Work to be completed:
Please rewrite the records below as a numbered list, leaving out any blank lines.
-- Start of Exercise data --
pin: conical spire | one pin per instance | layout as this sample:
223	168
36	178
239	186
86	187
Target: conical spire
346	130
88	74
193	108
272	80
-- End of Exercise data --
Result of the task:
1. pin: conical spire | one pin per instance | layout as this sample:
2. 223	168
3. 36	178
4. 239	186
5. 86	187
6. Target: conical spire
7. 346	130
8. 88	74
9. 193	108
10. 272	80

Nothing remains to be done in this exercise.